## AIM
Put every answer line for the entries below into a single numbered list, and leave out any blank lines.

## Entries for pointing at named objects
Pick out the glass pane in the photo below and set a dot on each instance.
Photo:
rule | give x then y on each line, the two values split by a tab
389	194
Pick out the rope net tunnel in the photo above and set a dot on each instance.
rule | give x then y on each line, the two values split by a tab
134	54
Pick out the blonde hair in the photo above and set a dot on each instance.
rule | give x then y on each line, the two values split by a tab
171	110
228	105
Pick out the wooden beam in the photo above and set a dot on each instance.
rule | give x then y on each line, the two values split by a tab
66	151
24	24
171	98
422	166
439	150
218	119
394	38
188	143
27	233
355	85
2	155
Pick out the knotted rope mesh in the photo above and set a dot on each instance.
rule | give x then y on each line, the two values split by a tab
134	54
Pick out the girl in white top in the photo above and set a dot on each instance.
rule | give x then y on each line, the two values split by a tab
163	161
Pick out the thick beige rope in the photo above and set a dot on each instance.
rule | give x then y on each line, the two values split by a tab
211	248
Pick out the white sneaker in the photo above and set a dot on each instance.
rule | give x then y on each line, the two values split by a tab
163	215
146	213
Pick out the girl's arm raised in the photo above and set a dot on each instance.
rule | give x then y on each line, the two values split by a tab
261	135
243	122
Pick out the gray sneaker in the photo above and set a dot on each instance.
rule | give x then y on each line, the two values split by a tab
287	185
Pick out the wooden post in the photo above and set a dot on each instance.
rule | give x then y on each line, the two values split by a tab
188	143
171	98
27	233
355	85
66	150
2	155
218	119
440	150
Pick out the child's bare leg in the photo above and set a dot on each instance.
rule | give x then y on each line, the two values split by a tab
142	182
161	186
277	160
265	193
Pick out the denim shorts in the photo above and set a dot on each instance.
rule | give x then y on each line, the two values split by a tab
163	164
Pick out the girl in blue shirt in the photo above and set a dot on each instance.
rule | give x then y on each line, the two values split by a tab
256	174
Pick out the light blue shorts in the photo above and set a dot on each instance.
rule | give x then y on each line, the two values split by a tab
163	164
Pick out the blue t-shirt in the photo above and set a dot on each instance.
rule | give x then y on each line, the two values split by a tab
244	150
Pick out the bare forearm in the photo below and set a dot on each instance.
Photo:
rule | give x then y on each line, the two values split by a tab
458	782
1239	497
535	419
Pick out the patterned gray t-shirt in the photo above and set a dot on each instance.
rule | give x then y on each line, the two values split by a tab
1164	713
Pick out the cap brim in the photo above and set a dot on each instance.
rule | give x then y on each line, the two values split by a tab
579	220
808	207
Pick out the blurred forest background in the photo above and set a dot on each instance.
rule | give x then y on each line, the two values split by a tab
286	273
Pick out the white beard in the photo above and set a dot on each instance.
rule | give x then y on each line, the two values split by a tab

## RESPONSE TO THIS EXERCISE
1. Pick out the glass pane in the photo below and set a dot on each instance.
2. Photo:
3. rule | give x then y on each line, the two values split by a tab
4. 389	194
5. Pick out the rope net tunnel in the photo above and set a dot on each instance.
6. rule | give x then y on each line, the two values split by a tab
7. 134	54
8. Pick out the blonde hair in the photo above and set a dot on each instance.
9. rule | give x then y on each line, the two values split by a tab
10. 171	110
11. 228	105
12. Pick out the wooden beam in the photo above and set a dot on each instance.
13. rule | give x then y on each line, the two values split by a tab
14. 66	151
15. 24	24
16. 171	98
17. 422	166
18. 439	150
19. 218	119
20. 394	38
21. 188	143
22. 27	233
23. 355	85
24. 2	155
25. Pick out the knotted rope mesh in the photo above and set a dot on each instance.
26. rule | give x then y on each line, the two values split by a tab
27. 134	54
28. Pick out the girl in white top in the photo above and set a dot on each instance.
29. rule | give x then y on each line, the two values split by a tab
30. 163	161
31. Pick out the thick beige rope in the photo above and set a dot on each instance.
32. rule | give x then y on each line, the two values split by a tab
33. 211	248
34. Pick out the white sneaker in the photo above and set a dot on each instance.
35. rule | give x then y on each line, the two values split by a tab
36. 163	215
37. 146	213
38. Pick out the girl's arm raised in the photo above and set a dot on each instance.
39. rule | give x then y on each line, the two values split by a tab
40. 261	135
41. 243	122
42. Pick out the gray sneaker in the photo above and set a dot on each instance.
43. rule | give x then y on each line, the two values split by a tab
44. 287	185
45. Pick out the wooden post in the photo above and set a dot on each instance.
46. rule | give x then y on each line, the two values split by a tab
47. 188	143
48. 171	98
49. 27	233
50. 355	85
51. 66	150
52. 2	155
53. 218	119
54. 440	150
55. Pick out the child's bare leg in the photo above and set a dot on each instance.
56. rule | give x then y on each line, the two values split by a tab
57. 142	182
58. 161	186
59. 277	160
60. 265	193
61. Pick out the denim shorts in the photo above and set a dot on each instance.
62. rule | give x then y on each line, the two values split by a tab
63. 163	164
64. Pick out the girl in blue shirt in the photo above and set a dot on each instance.
65. rule | give x then y on each line, the two values split by a tab
66. 256	174
67. Pick out the light blue shorts in the photo above and set a dot on each instance.
68. rule | give x then y on each line, the two values split by a tab
69. 163	164
70. Pick out the blue t-shirt in the photo above and set a dot on each instance.
71. rule | give x then y on each line, the two values split by a tab
72. 244	150
73. Pick out the bare forearm in the photo below and set a dot on each instance.
74. Photo:
75. rule | give x then y on each line, the two values split by a tab
76. 458	782
77. 1239	497
78. 535	419
79. Pick out the patterned gray t-shirt in the photo above and set a dot on each instance.
80. rule | give x then y on each line, the two values split by a tab
81. 1164	713
82. Pick out the cap brim in the photo above and set a dot on each instance.
83. rule | give x then y on each line, the two values split by a tab
84. 579	220
85. 808	207
86. Pick out the blurred forest background in the photo above and set a dot on each instance.
87. rule | give x then y on each line, the two values split by a tab
88. 286	273
89. Pick out the white beard in the photo above and set a dot on each instance.
90. rule | give x then y on each line, the two values split by a tab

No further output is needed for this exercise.